=== Begin Enclosure ===

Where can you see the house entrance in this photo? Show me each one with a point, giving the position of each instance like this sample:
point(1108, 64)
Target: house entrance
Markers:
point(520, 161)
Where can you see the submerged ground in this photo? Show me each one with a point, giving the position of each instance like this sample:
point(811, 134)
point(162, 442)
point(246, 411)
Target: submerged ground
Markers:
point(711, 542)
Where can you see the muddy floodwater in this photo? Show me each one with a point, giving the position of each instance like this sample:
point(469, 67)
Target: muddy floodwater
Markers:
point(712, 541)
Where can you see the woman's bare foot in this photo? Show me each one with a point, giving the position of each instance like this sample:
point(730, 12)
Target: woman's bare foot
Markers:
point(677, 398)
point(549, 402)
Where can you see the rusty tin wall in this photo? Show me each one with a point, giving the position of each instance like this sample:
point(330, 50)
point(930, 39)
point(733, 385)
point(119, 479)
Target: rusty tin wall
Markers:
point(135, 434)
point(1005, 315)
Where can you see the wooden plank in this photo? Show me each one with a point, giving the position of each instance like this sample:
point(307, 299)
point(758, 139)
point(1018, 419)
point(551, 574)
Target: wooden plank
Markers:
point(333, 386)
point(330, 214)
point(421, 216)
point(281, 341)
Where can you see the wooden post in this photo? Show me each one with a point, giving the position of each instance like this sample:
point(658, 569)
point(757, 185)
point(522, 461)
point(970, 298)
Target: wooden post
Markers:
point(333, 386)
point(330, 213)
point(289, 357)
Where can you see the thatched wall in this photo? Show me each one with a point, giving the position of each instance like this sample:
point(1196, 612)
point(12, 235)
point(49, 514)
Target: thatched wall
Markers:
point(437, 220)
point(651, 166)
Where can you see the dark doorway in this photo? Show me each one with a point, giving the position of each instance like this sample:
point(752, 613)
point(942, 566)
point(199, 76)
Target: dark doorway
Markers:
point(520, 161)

=== End Enclosure ===

Your objective
Repeat the listing above in full, word for word.

Answer box
Where can you see the house entrance in this photo? Show me each one with a point, giving the position of each instance like this sample:
point(1108, 64)
Target: house entrance
Markers:
point(520, 161)
Where can you see the submerged ground in this photo? Show me each one with a point, giving the position of each instance like this sample:
point(811, 134)
point(162, 442)
point(246, 411)
Target: submerged ground
Markers:
point(711, 542)
Where can you see the muddy floodwater in this photo? Show me each one with a point, giving the position of each instance like this sample:
point(469, 67)
Target: muddy floodwater
Markers:
point(712, 541)
Where can you see the woman's bare foot in this photo? Show me each one with a point, giving the position of each instance like this sample:
point(730, 12)
Target: woman's bare foot
Markers:
point(677, 398)
point(549, 402)
Where can you see the rusty tin wall in this photo? Show me each one with a point, giving the position of each instance like this sample:
point(330, 50)
point(930, 39)
point(733, 385)
point(119, 479)
Target: rusty tin wall
Markers:
point(135, 434)
point(1005, 315)
Where can you see the wooden plank in this photo? Show me each one with a point, giving the position of each instance like this sample:
point(307, 299)
point(758, 139)
point(1018, 419)
point(551, 574)
Target: wooden plank
Markers:
point(333, 386)
point(330, 214)
point(421, 216)
point(281, 341)
Where can you see the wooden post in this photo? Show me each one with a point, giving the position of each instance like this sample:
point(658, 569)
point(757, 185)
point(522, 461)
point(970, 298)
Target: wooden post
Markers:
point(333, 386)
point(330, 213)
point(289, 357)
Where can you see the thatched wall in this photo? Show me each one with a point, giving the position of each instance like this sample:
point(1196, 612)
point(12, 235)
point(49, 514)
Target: thatched wall
Markers:
point(437, 220)
point(651, 166)
Where can you see the dark doorway in this photo? Show me each one with a point, giving the position of each instance like this sample:
point(752, 613)
point(942, 566)
point(199, 76)
Target: dark doorway
Markers:
point(520, 161)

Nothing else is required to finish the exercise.